The data:
* BEGIN *

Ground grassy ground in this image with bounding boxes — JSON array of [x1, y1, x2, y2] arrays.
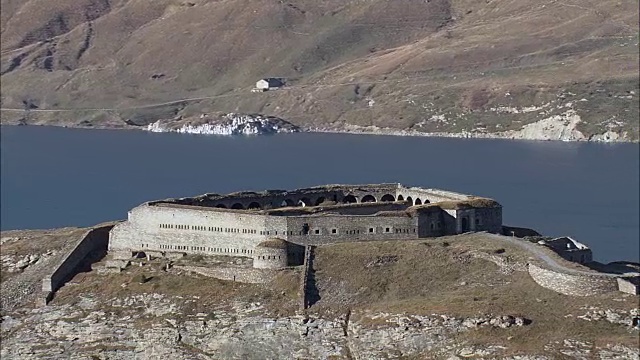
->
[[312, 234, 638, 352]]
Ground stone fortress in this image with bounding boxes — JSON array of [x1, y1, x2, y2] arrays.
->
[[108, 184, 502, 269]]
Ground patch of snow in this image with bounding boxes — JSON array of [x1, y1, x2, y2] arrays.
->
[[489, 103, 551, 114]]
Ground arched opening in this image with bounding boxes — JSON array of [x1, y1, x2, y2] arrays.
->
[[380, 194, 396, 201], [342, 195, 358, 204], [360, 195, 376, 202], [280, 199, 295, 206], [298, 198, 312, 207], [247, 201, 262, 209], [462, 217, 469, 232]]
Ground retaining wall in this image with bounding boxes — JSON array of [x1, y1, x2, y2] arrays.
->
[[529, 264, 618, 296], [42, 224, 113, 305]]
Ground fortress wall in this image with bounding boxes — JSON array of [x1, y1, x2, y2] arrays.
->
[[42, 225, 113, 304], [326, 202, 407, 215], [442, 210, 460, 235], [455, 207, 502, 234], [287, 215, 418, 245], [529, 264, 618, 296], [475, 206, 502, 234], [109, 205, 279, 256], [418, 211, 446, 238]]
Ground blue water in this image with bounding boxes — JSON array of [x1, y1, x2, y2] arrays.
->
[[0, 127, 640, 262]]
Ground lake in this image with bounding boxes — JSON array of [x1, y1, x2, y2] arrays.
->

* END *

Problem: Can you write out every line again, requests included, from the line with "Ground arched opening" through the end of the items (both ends included)? Multiply each box coordinate in the answers by 0.6 and round to whole numbers, with halves rounding up. Leave the numbers in the requests and their format descriptions as they are.

Output below:
Ground arched opening in this image with bounding boxes — JSON array of [x1, y1, x2, y2] arrays.
->
[[228, 116, 238, 121], [205, 117, 215, 122], [216, 117, 226, 121], [168, 119, 177, 124], [179, 119, 187, 124], [148, 121, 157, 125], [277, 130, 281, 139]]
Ground retaining wall in this image with bounding boxes — JSON array of [x1, y1, x2, y2] arrays.
->
[[317, 158, 371, 178], [25, 134, 68, 183]]
Ground fortress wall in this image with bounding boxes — JSON array of [x1, y1, x2, y2] arrays.
->
[[25, 135, 68, 182], [196, 121, 244, 129], [265, 126, 276, 141], [273, 124, 301, 140], [172, 129, 251, 147], [317, 158, 371, 178], [285, 124, 301, 140], [65, 123, 167, 154], [251, 127, 268, 143]]
Ground blue water in this image with bounding boxes — JSON array of [x1, y1, x2, y2] arrays.
->
[[0, 76, 384, 157]]
Ground lake in this image with bounding boxes — JSON array of [x1, y1, x2, y2] arrays.
->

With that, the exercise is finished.